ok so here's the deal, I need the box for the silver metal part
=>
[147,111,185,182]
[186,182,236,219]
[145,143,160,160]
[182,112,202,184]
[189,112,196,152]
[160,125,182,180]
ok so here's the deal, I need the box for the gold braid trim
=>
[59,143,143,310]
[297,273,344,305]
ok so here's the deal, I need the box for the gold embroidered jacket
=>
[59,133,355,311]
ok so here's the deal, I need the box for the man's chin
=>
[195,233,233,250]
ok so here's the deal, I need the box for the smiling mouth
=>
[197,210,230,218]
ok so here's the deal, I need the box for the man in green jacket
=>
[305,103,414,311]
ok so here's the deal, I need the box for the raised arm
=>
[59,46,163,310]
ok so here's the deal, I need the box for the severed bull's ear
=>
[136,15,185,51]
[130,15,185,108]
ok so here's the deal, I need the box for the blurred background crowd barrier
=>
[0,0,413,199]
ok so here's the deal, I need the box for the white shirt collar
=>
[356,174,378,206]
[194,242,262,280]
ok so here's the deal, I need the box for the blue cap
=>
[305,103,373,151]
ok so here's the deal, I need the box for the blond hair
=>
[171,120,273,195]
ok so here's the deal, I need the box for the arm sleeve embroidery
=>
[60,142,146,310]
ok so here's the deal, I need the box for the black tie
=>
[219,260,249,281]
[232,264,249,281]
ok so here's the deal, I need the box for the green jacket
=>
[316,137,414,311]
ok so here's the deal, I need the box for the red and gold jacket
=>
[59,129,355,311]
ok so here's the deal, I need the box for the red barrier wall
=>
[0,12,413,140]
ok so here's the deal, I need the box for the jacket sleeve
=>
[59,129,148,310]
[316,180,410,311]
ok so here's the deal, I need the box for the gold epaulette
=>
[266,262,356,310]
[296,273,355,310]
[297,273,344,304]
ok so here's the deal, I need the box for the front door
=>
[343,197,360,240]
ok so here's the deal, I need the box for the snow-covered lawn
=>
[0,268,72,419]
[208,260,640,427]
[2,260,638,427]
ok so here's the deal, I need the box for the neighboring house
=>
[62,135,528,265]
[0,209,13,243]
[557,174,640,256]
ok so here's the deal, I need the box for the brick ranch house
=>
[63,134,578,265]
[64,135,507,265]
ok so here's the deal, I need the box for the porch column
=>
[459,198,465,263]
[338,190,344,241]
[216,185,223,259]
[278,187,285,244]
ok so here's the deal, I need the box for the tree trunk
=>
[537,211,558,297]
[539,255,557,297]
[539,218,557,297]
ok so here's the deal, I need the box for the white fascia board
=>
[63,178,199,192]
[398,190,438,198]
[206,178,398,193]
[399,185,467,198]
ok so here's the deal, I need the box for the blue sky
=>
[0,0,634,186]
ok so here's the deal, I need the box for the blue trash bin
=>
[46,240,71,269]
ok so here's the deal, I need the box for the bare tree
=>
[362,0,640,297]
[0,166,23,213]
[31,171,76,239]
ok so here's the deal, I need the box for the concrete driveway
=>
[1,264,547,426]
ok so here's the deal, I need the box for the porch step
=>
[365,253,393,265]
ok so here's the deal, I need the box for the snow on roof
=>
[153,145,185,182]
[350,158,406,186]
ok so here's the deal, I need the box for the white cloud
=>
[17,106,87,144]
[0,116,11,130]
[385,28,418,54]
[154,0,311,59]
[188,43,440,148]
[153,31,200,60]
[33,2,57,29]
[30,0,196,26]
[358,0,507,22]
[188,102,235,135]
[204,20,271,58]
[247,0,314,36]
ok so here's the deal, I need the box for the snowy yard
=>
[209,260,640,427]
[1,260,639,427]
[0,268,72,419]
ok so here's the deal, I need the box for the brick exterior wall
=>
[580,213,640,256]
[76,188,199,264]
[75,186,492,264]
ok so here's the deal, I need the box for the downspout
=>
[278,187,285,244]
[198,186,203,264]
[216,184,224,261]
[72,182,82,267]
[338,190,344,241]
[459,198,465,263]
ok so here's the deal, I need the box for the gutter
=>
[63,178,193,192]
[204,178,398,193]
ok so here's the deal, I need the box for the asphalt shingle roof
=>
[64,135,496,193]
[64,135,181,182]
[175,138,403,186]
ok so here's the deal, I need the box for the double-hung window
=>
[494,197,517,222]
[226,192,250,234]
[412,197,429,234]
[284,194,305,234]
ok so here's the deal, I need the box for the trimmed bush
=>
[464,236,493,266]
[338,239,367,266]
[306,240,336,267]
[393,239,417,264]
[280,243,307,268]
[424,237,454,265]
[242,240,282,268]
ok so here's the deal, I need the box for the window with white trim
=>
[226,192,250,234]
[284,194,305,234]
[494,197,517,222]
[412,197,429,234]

..............................

- _Try it_:
Which lines above carry the string "wall"? Copy those lines.

- _Solved problem_:
ok so here's the deal, I need the box for the red barrier wall
ok so here's the deal, I need the box for the brick exterior wall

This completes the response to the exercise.